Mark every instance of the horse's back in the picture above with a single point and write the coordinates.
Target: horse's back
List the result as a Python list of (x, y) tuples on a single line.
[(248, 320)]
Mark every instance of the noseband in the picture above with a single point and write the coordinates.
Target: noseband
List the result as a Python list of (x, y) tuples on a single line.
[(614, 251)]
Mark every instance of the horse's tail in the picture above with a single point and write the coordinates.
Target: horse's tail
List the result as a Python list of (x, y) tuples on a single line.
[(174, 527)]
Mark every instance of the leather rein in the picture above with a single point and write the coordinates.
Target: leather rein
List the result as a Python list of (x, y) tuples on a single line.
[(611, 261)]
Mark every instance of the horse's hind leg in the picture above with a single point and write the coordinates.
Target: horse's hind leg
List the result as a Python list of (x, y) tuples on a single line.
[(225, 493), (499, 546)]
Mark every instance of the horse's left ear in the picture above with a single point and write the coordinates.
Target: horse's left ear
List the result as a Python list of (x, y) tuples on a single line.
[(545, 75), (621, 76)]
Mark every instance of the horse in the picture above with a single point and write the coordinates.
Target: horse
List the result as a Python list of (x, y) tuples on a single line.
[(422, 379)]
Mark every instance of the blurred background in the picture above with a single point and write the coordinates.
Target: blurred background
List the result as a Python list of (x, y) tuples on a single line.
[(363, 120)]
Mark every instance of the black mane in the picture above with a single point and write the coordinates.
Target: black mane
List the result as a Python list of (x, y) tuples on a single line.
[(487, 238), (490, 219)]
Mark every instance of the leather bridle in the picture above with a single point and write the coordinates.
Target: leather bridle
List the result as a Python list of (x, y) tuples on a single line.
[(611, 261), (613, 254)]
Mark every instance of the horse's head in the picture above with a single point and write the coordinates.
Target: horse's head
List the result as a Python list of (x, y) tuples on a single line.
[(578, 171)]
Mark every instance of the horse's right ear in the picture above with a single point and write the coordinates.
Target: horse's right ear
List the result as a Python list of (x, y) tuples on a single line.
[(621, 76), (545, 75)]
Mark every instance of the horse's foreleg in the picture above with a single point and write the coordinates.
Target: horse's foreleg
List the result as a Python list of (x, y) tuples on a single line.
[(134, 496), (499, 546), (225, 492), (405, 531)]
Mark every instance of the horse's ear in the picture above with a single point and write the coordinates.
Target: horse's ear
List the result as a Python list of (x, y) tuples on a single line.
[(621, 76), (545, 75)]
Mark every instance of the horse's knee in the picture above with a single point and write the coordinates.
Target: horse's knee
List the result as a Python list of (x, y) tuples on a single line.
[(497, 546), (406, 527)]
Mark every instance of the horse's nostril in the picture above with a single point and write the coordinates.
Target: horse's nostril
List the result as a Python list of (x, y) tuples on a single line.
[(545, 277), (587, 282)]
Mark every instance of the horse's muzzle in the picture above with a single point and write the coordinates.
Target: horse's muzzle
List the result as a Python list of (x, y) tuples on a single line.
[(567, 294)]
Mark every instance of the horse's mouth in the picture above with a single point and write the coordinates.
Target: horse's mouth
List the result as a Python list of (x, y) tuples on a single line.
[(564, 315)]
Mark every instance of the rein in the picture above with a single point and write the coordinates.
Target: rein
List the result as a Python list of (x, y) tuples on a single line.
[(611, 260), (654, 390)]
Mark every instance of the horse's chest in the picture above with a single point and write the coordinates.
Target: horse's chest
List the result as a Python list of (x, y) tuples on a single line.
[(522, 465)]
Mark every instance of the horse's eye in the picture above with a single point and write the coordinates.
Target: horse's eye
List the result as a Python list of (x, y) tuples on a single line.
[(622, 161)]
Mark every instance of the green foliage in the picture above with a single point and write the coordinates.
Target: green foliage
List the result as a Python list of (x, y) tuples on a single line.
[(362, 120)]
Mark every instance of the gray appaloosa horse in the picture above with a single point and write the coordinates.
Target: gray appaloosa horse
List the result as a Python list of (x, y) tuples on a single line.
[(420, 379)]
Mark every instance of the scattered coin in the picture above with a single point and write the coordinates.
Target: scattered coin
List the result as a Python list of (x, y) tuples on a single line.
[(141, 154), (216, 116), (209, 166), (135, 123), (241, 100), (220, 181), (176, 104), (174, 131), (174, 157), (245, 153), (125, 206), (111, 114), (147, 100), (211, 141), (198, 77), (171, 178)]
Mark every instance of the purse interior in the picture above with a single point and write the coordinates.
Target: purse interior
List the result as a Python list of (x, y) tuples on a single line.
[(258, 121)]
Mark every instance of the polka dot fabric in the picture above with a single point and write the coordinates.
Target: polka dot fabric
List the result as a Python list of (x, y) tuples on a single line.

+---+

Starting at the first line of the records and stopping after the line containing "[(248, 320)]", can you turn those lines into a numbered list, leaving out any blank lines?

- _Correct result_
1. Mark every instance of the horse's back in the picture above with a single point and write the coordinates.
2. Target: horse's back
3. List the result as a Python list of (x, y) tuples on a single line.
4. [(248, 320)]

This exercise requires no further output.